Extract provided =
EX-99.E UNDR CONTR 3 under.htm AMENDED AND RESTATED UNDERWRITING AGREEMENT DATED APRIL 30, 2010 under.htm
AMENDED AND RESTATED UNDERWRITING AGREEMENT
 
This Amended and Restated Underwriting Agreement is made this 30th day of April, 2010, by and between USAA INVESTMENT MANAGEMENT COMPANY, a corporation organized under the laws of the State of Delaware and having a place of business in San Antonio, Texas (sometimes herein referred to as the “Underwriter”), and USAA MUTUAL FUNDS TRUST, a Delaware statutory trust organized under the laws of the State of Delaware and having a principal place of business in San Antonio, Texas (sometimes herein referred to as the “Trust”), which offers shares of beneficial interest, with $.001 par value (the “Shares”), in different series or Sub-Trusts representing interests in different portfolios of assets (each series being referred to herein as a “Fund”), as listed on Schedule A, as such schedule may be amended from time to time, with each Fund having one or more classes of Shares (each, a “Class” and collectively, the “Classes”).
 
WITNESSETH:  In consideration of the agreements herein contained and for other good and valuable consideration, receipt of which is hereby acknowledged, it is agreed:
 
1.  
APPOINTMENT OF UNDERWRITER.
 
The Trust hereby appoints the Underwriter as its exclusive agent to sell and distribute Shares of each Fund of the Trust at the offering price thereof as from time to time determined in the manner herein provided.  The Underwriter hereby accepts such appointment and agrees during the term of this Agreement to provide the services and to assume the obligations herein set forth.
 
2.  
BASIS OF SALE OF SHARES.
 
The Underwriter does not agree to sell any specific number of Shares.  Shares will be sold to the Underwriter as agent for the Trust only against orders therefor.  The Underwriter will not purchase Shares from anyone other than the Trust except as agent for the Trust.
 
3.  
OFFERING PRICE.
 
The offering price for Shares of any Fund of the Trust shall be determined according to the terms of the then current Prospectus of the Fund.  The net asset value per share for each Fund shall be determined at such time each day as is established by the Board of Trustees of the Trust (the “Board”) from time to time.

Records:
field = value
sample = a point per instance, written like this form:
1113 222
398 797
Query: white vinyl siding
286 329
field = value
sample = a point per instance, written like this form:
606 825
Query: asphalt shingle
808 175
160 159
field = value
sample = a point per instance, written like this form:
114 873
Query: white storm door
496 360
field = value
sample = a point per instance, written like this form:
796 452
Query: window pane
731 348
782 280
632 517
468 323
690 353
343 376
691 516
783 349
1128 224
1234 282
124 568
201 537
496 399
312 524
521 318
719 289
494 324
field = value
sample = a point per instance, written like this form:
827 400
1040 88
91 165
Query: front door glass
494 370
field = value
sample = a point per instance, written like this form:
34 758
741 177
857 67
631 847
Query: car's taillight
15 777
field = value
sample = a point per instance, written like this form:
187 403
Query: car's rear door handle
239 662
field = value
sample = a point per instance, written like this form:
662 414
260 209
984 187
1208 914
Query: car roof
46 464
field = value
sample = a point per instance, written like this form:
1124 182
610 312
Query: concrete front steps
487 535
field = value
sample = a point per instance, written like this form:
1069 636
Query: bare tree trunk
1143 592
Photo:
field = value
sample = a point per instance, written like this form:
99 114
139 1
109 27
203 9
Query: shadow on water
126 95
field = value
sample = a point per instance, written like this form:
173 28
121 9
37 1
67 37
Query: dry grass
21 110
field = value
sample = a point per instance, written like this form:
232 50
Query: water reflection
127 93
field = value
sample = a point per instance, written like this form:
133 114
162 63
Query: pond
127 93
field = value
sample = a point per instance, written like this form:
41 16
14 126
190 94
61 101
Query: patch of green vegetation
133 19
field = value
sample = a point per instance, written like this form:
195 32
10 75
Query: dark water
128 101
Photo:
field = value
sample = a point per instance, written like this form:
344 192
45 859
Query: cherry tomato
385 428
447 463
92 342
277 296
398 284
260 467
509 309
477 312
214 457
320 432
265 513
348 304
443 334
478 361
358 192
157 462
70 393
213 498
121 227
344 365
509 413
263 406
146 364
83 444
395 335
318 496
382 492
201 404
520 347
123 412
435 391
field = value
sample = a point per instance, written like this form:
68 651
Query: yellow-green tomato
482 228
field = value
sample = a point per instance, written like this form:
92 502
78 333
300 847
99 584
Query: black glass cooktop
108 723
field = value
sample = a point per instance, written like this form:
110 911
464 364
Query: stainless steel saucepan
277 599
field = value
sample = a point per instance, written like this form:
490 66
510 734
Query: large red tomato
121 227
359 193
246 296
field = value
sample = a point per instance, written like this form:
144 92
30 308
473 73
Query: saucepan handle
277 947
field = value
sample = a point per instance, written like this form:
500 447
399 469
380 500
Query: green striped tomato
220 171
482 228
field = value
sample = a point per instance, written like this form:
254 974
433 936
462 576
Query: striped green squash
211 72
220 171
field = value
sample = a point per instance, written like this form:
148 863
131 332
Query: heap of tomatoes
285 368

What to work on =
Answer these questions about the underwriting agreement:
(a) What is the par value of the Trust's Shares?
(b) Does the Underwriter agree to sell a specific number of Shares?
(c) Who establishes the time each day at which the net asset value per share for each Fund is determined?
You won't need the data.

Answer to the task =
(a) $.001
(b) No, the Underwriter does not agree to sell any specific number of Shares.
(c) The Board of Trustees of the Trust